§ STATED PROBLEM A:
Pull out every line of the entries below that contains the string "target", matching case exactly.

--- SOURCE EXTRACT ---

8. Nixon stressed his experience against Kennedy's youth and inexperience. The same, of course, is John McCain's principal selling point against Barack Obama.

Nixon said that the times were too grave for America to try inexperienced leadership; McCain says the same.

9. In 2008, as in 1960, Republicans sought to focus the election on foreign policy and national security. "If you ever let them [the Democrats] campaign only on domestic issues, they'll beat us--our only hope is to keep it on foreign policy," Nixon warned.

10. JFK became, especially after the first presidential debate, the first political celebrity of the TV age. Huge crowds, including "jumpers" (young women who leapt into the air when they saw him) surged around him. Kennedy was a "rock star"--a political Elvis.

All of this, obviously, applies now to Barack Obama.


Differences

1. Nixon was a Republican who was relatively young, trying to succeed the oldest president up until that time, a member of his party who was very popular.

McCain is a Republican who is the oldest presidential candidate, trying to succeed a younger president, a member of his party who is very unpopular.

---

§ STATED PROBLEM B:
List each person named in the campaign comparison above, giving each person only once.

--- MATERIAL PROVIDED ---

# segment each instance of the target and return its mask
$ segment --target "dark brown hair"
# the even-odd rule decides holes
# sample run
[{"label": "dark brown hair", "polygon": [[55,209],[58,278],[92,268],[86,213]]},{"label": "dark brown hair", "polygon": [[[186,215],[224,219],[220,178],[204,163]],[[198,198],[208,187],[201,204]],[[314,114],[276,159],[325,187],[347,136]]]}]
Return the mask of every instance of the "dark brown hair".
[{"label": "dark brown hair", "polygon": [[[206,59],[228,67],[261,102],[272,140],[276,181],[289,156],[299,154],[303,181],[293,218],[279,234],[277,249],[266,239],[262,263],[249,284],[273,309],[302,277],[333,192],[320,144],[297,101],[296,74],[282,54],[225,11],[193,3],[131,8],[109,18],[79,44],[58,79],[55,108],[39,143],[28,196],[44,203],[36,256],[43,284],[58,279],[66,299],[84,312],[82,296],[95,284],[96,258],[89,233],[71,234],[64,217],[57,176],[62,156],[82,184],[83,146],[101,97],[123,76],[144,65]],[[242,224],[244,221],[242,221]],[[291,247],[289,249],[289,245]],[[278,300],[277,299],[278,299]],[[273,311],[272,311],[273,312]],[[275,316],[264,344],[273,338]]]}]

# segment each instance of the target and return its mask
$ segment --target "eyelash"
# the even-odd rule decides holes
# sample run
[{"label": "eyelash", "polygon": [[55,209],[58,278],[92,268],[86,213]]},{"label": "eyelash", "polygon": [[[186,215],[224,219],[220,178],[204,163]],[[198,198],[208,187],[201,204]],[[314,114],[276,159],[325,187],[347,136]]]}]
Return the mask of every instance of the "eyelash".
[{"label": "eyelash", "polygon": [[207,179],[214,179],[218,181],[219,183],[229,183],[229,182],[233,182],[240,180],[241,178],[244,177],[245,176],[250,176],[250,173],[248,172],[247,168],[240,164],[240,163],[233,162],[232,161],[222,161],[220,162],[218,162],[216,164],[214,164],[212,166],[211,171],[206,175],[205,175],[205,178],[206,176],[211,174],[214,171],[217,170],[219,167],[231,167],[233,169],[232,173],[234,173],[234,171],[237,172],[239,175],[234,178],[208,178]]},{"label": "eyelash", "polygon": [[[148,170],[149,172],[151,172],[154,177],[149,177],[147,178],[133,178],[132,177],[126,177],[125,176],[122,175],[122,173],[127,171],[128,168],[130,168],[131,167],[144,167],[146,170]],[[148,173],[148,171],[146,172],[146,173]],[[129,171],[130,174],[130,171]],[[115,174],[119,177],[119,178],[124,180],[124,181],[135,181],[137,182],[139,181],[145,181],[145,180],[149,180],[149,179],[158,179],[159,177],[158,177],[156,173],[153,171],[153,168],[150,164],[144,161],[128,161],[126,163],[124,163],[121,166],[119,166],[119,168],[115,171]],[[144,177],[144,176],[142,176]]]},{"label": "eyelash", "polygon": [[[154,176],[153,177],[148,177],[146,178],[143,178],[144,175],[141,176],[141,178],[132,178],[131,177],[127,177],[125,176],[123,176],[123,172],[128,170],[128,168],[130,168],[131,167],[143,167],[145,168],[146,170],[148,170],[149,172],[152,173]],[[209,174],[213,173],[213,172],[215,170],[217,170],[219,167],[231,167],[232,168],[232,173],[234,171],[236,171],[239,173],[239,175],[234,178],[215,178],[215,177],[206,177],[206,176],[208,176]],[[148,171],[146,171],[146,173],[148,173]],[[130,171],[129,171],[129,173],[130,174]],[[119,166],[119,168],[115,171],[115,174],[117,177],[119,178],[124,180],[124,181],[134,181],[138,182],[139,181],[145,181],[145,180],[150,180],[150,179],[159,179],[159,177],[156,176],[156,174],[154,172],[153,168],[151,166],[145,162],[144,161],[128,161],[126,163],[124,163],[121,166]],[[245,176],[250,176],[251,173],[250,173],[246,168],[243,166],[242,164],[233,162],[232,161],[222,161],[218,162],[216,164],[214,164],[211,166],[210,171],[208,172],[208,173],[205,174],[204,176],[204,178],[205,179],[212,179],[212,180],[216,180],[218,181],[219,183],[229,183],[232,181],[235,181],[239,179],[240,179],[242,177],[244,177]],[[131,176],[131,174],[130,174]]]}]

---

§ RESPONSE A:
# segment each instance of the target and return its mask
$ segment --target "dark brown hair"
# segment each instance of the target and return its mask
$ segment --target "eyelash"

§ RESPONSE B:
Nixon
Kennedy (also called JFK)
John McCain
Barack Obama
Elvis